◆ WHAT IS EXPECTED ◆
Set it all down exactly, every record and every line.

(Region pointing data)
========
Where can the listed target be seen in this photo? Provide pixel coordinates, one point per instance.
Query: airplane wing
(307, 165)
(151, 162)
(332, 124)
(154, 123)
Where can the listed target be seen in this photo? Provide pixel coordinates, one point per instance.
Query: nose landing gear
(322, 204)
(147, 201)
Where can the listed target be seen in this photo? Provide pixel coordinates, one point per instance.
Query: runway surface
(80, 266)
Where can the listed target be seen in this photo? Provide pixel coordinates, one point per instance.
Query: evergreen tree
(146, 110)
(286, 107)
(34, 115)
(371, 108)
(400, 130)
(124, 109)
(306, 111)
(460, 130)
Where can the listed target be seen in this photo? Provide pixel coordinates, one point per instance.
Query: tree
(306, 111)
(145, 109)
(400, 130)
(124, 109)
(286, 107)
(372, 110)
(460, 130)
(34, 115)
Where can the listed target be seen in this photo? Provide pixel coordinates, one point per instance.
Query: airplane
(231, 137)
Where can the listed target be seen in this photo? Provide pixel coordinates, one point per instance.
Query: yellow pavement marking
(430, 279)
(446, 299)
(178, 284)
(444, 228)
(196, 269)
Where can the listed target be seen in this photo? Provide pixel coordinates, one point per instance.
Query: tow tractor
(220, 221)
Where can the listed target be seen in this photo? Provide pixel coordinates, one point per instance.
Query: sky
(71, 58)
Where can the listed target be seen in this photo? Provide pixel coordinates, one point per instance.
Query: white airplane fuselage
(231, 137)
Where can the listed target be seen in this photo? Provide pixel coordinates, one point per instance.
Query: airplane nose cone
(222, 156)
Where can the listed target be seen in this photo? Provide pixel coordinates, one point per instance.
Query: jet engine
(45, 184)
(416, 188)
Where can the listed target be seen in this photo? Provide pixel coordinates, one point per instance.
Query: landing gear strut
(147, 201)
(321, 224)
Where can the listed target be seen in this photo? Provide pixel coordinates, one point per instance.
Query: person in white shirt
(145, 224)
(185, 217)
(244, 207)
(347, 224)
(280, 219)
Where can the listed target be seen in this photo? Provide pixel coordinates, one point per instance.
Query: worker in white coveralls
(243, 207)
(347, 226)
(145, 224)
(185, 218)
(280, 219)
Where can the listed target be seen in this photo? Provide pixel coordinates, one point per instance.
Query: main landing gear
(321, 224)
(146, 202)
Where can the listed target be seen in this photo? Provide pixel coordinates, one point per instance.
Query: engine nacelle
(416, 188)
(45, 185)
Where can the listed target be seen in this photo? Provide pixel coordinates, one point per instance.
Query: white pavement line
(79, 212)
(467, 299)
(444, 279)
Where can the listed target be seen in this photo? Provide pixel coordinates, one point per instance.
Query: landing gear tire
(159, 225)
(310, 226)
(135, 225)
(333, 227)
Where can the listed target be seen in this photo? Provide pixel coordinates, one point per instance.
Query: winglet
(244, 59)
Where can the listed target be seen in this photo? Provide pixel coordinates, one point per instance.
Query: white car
========
◆ ANSWER TO THIS TASK ◆
Where can the listed target be seen in this photo? Provide pixel coordinates, one point per instance.
Query: airplane wing
(307, 165)
(151, 162)
(332, 124)
(154, 123)
Where can the listed target be seen in this photo? Provide pixel coordinates, one point per instance.
Query: nose landing gear
(322, 204)
(147, 201)
Where can the listed target be seen in this photo? Provide pixel coordinates, one point per instance.
Query: runway surface
(80, 266)
Where can the listed target be seen in this photo? Provide pixel coordinates, one point per instance.
Query: evergreen tree
(146, 110)
(286, 107)
(34, 115)
(371, 108)
(400, 130)
(124, 109)
(306, 111)
(460, 130)
Where can the listed target be seen in this photo? Provide pixel coordinates, one point per instance.
Query: tree
(306, 111)
(145, 109)
(400, 130)
(124, 109)
(286, 107)
(372, 110)
(460, 130)
(34, 115)
Where can the listed target be seen in this photo? Provide pixel coordinates, one point per instance.
Query: airplane
(231, 137)
Where can the listed target be seen in this photo? Provide pixel coordinates, one point per instance.
Query: yellow pavement marking
(430, 279)
(446, 299)
(178, 284)
(444, 228)
(196, 269)
Where can the listed target be seen in this photo? Provide pixel coordinates, one point per instance.
Query: tow tractor
(220, 221)
Where can the listed target be seen in this photo? Provide pixel coordinates, one point per instance.
Query: sky
(71, 58)
Where can the listed target be seen in this photo? Provide pixel coordinates, one point per instance.
Query: white airplane fuselage
(231, 137)
Where can the listed target be seen in this photo? Provide pixel coordinates, one point per instance.
Query: airplane nose cone
(222, 156)
Where can the listed target be seen in this photo? Provide pixel coordinates, one point per instance.
Query: jet engine
(45, 184)
(416, 188)
Where can the listed target be seen in this photo? Provide pixel coordinates, one point per instance.
Query: landing gear strut
(147, 201)
(321, 224)
Where can the listed target be seen in this photo? Provide pixel coordinates, one point per instance.
Query: person in white shirt
(145, 224)
(185, 217)
(244, 207)
(347, 224)
(280, 219)
Where can the listed target be seen in this photo? Provide pixel coordinates, one point per instance.
Query: worker in white coveralls
(243, 207)
(347, 226)
(145, 224)
(185, 218)
(280, 219)
Where can the listed target be seen in this photo? Provide pixel coordinates, one point per instance.
Query: main landing gear
(321, 224)
(146, 202)
Where can the listed target be seen in this photo? Provide pixel coordinates, one point per instance.
Query: engine nacelle
(416, 188)
(45, 185)
Where can the listed target be seen in this photo? Provide pixel coordinates, one point per instance.
Query: white pavement line
(79, 212)
(467, 299)
(444, 279)
Where can the listed target be seen in this photo? Provide pixel coordinates, one point per instance.
Query: landing gear tire
(159, 225)
(310, 226)
(135, 225)
(333, 227)
Where can the listed target be seen in this photo? Provide pixel coordinates, one point per instance.
Query: winglet
(244, 59)
Where can the listed target be seen in this photo? Provide pixel coordinates, one point per instance.
Query: white car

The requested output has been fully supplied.